Text for analysis:
○ ○ ○ ○ ○ ○ ○

# Physical Applied Mathematics

This area has two complementary goals:

- to develop new mathematical models and methods of broad utility to science and engineering; and
- to make fundamental advances in the mathematical and physical sciences themselves.

Our department has made major advances in each of the following areas. We've
developed a theoretical framework to describe the *induced-charge mechanism*
for nonlinear electro-osmotic flow. Our work in *biomimetics* focuses on
elucidating mechanisms exploited by insects and birds for fluid transport on a
micro-scale. These and other activities in *digital microfluidics and
nanotechnology* have applications in biologically inspired materials such
as a unidirectional super-hydrophobic surface, and devices such as the `lab-on-a-chip'
and micropumps. The theory of *transport phenomena*} provides a variety of
useful mathematical techniques, such as continuum equations for collective motion,
efficient numerical methods for many-body hydrodynamic interactions, measures of
chaotic mixing, and asymptotic analysis of charged double layers. *Nanophotonics*
is the study of electromagnetic wave phenomena in media structured on the same
lengthscale as the wavelength, and is an active area of study in our group, for example
to allow unprecedented control over light from ultra-low-power lasers to hollow-core
optical fibers. New mathematical tools may be useful here, to give rigorous theorems
for optical confinement and to understand the limit where quantum and atomic-scale
phenomena become significant. *Granular materials* provide challenging problems
of collective dynamics far from equilibrium. The intermediate nature (between solid and fluid)

○ ○ ○ ○ ○ ○ ○

Record extracts:

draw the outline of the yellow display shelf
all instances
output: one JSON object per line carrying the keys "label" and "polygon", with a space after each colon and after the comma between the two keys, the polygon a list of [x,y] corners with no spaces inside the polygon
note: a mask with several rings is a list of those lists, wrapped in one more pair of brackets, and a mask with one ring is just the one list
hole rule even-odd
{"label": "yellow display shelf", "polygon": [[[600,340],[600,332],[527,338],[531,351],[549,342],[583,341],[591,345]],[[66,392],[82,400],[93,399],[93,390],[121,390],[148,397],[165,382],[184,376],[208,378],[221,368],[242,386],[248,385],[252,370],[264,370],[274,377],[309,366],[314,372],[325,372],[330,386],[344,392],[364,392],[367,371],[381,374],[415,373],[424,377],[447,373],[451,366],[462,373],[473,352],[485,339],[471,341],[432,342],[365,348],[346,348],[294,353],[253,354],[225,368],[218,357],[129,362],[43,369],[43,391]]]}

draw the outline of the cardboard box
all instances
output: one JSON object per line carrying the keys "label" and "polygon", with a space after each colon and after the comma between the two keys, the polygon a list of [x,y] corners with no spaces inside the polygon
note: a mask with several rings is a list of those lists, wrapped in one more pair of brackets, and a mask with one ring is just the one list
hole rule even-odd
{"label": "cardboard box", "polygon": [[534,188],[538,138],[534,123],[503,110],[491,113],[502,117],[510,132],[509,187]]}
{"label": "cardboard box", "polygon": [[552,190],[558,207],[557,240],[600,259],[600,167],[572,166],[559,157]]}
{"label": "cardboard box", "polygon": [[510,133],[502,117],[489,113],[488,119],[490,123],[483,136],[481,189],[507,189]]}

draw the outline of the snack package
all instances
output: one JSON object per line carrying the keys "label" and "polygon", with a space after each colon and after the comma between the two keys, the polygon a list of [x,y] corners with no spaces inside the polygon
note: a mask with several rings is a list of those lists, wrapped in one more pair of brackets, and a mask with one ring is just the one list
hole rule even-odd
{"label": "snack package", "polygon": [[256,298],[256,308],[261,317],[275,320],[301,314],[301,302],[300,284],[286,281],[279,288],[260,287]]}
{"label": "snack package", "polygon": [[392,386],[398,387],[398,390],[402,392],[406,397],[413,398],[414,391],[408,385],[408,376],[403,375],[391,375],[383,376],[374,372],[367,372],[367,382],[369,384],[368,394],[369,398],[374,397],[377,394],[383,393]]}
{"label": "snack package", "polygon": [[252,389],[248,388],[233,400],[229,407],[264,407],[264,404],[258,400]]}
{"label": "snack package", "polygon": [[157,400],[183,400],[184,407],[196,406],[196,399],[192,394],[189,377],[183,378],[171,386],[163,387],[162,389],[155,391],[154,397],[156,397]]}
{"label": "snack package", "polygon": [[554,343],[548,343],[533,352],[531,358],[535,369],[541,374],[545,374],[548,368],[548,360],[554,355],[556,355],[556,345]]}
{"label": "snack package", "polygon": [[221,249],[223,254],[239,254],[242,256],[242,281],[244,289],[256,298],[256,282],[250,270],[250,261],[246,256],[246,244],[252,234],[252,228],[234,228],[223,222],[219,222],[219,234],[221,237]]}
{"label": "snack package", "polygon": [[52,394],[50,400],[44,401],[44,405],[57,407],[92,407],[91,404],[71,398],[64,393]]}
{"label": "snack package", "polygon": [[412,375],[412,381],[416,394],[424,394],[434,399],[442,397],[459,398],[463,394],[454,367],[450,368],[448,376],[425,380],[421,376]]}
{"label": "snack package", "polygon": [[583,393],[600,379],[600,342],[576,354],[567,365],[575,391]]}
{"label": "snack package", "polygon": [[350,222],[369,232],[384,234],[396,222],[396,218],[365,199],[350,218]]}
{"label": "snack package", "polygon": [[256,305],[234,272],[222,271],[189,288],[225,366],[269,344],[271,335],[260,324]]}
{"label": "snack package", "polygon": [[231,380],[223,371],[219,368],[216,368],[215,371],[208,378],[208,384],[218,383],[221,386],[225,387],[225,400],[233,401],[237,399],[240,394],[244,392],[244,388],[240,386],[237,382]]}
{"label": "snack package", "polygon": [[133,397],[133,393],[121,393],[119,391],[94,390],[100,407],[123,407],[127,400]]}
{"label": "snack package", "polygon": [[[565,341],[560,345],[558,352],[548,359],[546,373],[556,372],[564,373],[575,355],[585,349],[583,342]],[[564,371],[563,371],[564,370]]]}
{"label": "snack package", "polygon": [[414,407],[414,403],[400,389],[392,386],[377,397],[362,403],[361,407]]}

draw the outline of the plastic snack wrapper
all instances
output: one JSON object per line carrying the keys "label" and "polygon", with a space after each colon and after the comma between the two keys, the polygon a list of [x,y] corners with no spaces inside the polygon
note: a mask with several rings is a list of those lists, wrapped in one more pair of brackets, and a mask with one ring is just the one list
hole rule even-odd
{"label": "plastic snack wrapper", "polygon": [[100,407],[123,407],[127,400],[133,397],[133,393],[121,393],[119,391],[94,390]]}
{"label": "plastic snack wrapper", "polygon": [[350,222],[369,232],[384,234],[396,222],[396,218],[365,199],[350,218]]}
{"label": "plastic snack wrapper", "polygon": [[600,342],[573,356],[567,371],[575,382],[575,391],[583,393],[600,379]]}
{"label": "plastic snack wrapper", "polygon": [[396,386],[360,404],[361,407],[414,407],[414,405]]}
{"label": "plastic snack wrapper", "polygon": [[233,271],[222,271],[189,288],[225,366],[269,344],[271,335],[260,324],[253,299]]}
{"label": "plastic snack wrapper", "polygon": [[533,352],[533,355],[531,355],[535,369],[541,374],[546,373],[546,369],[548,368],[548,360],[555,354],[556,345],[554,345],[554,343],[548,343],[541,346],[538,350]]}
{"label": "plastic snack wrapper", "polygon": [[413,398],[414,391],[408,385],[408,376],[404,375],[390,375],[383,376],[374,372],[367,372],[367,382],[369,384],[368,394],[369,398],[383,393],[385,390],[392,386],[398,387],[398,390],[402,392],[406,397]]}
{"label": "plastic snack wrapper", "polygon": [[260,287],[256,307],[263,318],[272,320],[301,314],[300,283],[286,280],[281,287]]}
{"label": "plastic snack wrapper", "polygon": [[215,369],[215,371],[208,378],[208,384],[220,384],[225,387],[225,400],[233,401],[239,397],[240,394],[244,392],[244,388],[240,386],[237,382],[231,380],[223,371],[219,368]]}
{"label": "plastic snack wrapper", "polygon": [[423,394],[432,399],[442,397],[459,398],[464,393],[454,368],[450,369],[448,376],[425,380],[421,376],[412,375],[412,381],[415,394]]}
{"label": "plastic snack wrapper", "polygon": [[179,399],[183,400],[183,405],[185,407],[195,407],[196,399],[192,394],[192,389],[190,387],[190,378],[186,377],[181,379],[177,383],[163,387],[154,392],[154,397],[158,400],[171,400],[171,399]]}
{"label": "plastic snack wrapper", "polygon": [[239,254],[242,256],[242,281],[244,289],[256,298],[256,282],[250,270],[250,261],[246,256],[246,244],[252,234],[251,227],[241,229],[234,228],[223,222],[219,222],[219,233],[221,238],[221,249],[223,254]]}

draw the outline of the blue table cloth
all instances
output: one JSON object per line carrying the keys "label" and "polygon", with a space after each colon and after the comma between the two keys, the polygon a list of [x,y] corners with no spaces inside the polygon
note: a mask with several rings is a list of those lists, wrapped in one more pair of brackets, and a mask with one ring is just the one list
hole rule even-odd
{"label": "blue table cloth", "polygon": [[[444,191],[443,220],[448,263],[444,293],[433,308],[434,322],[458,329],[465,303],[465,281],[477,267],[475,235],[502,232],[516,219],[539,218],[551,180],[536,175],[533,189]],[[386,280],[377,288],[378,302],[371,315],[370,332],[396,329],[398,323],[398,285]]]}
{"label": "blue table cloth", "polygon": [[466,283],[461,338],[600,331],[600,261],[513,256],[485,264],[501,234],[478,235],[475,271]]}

○ ○ ○ ○ ○ ○ ○

The problem:
Rewrite the physical applied mathematics text from "- to develop" to "physical sciences themselves.", substituting "medicine" for "engineering". The data come from a different source than the physical applied mathematics text.

Response:
- to develop new mathematical models and methods of broad utility to science and medicine; and
- to make fundamental advances in the mathematical and physical sciences themselves.